Excerpted records:
● ● ●

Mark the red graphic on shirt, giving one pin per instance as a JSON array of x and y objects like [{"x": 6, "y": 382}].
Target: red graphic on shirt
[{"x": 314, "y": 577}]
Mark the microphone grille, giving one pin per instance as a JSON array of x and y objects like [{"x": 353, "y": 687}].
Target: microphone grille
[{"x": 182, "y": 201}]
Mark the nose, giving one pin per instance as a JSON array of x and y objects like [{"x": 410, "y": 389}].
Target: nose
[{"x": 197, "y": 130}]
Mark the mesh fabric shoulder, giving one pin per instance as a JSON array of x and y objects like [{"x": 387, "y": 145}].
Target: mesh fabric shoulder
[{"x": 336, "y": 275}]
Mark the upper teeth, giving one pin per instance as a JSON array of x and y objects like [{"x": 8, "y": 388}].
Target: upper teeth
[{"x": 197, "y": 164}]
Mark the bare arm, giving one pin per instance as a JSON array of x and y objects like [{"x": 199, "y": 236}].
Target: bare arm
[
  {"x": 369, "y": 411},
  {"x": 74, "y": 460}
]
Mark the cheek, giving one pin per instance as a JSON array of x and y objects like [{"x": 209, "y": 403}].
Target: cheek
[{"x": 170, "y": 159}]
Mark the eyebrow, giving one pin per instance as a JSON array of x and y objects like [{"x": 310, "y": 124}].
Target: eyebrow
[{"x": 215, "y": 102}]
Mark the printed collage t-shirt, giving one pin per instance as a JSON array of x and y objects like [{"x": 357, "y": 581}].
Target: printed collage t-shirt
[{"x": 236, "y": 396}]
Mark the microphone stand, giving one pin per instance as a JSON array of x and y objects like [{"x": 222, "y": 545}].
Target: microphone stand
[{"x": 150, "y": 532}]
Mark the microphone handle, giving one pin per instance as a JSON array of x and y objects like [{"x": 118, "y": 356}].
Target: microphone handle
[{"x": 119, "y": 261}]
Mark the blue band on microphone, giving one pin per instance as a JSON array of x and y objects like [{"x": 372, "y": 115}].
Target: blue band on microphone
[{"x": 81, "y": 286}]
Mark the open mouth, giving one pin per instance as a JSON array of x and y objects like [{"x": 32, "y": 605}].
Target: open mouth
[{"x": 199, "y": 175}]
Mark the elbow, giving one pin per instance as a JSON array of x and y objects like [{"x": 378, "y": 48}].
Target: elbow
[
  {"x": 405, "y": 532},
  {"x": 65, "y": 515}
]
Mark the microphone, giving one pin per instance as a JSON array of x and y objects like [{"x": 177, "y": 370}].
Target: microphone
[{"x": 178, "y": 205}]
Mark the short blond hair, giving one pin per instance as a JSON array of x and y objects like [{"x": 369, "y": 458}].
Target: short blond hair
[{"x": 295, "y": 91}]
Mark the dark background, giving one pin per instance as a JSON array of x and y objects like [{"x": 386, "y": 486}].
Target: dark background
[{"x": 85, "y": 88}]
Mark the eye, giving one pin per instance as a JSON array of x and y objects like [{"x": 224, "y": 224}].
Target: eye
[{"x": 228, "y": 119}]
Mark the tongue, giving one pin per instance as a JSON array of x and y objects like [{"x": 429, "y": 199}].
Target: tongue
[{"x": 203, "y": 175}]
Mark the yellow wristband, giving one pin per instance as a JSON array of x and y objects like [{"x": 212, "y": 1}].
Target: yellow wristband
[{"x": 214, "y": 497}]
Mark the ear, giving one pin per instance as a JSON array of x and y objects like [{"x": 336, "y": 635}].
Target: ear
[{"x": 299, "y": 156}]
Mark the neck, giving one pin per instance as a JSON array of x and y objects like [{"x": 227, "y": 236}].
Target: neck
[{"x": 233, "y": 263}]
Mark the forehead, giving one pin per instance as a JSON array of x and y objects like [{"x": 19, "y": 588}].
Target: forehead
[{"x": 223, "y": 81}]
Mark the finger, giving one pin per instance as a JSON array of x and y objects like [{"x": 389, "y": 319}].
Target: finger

● ● ●

Problem details:
Each line above must be reproduced exactly as it stands.

Answer for this exercise:
Mark the red graphic on shirt, giving one pin per instance as a JSON array of x and y objects like [{"x": 6, "y": 382}].
Target: red graphic on shirt
[{"x": 314, "y": 577}]
Mark the microphone grille, giving one pin per instance as a JSON array of x and y objects like [{"x": 353, "y": 687}].
Target: microphone grille
[{"x": 182, "y": 201}]
Mark the nose, giving one pin per instance as a JSON array of x and y objects like [{"x": 410, "y": 389}].
Target: nose
[{"x": 197, "y": 130}]
Mark the mesh fabric shoulder, giving one pin per instance as a JSON array of x and y objects like [{"x": 387, "y": 145}].
Target: mesh fabric shoulder
[{"x": 336, "y": 275}]
Mark the upper teeth, giving one pin per instance as a JSON array of x and y objects like [{"x": 8, "y": 388}].
Target: upper teeth
[{"x": 197, "y": 164}]
Mark the bare arm, giving one pin per instance as a JSON array of x and y objects like [{"x": 199, "y": 236}].
Target: bare arm
[
  {"x": 369, "y": 411},
  {"x": 74, "y": 460}
]
Mark the cheek, giving one pin per instance as a JSON array of x and y objects like [{"x": 209, "y": 403}].
Target: cheek
[{"x": 170, "y": 159}]
Mark the eyebrow, giving one pin per instance as a JSON array of x and y objects like [{"x": 310, "y": 124}].
Target: eyebrow
[{"x": 215, "y": 102}]
Mark the printed collage t-shirt, giving one pin per instance as a JSON array of x and y objects like [{"x": 357, "y": 581}].
Target: printed collage t-shirt
[{"x": 236, "y": 396}]
Mark the microphone stand, giving one pin per instance as a JSON array of x and y objects like [{"x": 222, "y": 545}].
Target: microphone stand
[{"x": 150, "y": 532}]
Mark the microphone handle, giving one pin per instance as a JSON array of x and y objects like [{"x": 118, "y": 356}].
Target: microphone handle
[{"x": 119, "y": 261}]
Mark the blue band on microphone, giving one pin per instance as a JSON array of x and y objects like [{"x": 372, "y": 115}].
Target: blue band on microphone
[{"x": 81, "y": 286}]
Mark the open mouth, giving one pin per instance as a JSON array of x and y objects like [{"x": 32, "y": 605}].
Target: open mouth
[{"x": 199, "y": 175}]
Mark the elbow, giving one pin per instance as a JSON array of x and y objects like [{"x": 378, "y": 48}].
Target: elbow
[
  {"x": 405, "y": 532},
  {"x": 65, "y": 515}
]
Mark the microphone, giving one pin per instance as a JSON array of x and y objects like [{"x": 177, "y": 370}].
Target: microphone
[{"x": 178, "y": 205}]
Mark the short blond hair, giving one pin per instance as a JSON array of x and y objects like [{"x": 369, "y": 458}].
Target: short blond hair
[{"x": 295, "y": 91}]
Mark the dark background, giving one pin per instance as a JSON array of x and y objects like [{"x": 386, "y": 486}].
Target: dark background
[{"x": 85, "y": 88}]
Mark the eye, giving one pin per instance as a JSON array of x and y objects like [{"x": 224, "y": 224}].
Target: eye
[{"x": 228, "y": 119}]
Mark the tongue, giving one pin per instance as a JSON array of x and y objects like [{"x": 429, "y": 199}].
Target: tongue
[{"x": 203, "y": 175}]
Mark the yellow wristband, giving one pin per instance as a JSON array of x and y objects like [{"x": 212, "y": 1}].
Target: yellow wristband
[{"x": 214, "y": 497}]
Mark the ear, giving one pin per instance as a JSON array of x and y objects like [{"x": 336, "y": 635}].
Target: ear
[{"x": 299, "y": 156}]
Mark the neck, giving one pin per instance as a JSON array of x and y objects like [{"x": 227, "y": 236}].
Target: neck
[{"x": 233, "y": 263}]
Mark the forehead, giving one pin per instance as a JSON array of x and y objects like [{"x": 19, "y": 588}].
Target: forehead
[{"x": 223, "y": 81}]
Mark the finger, giving one pin per instance as a JSON array of x and y objects like [{"x": 389, "y": 319}].
Target: finger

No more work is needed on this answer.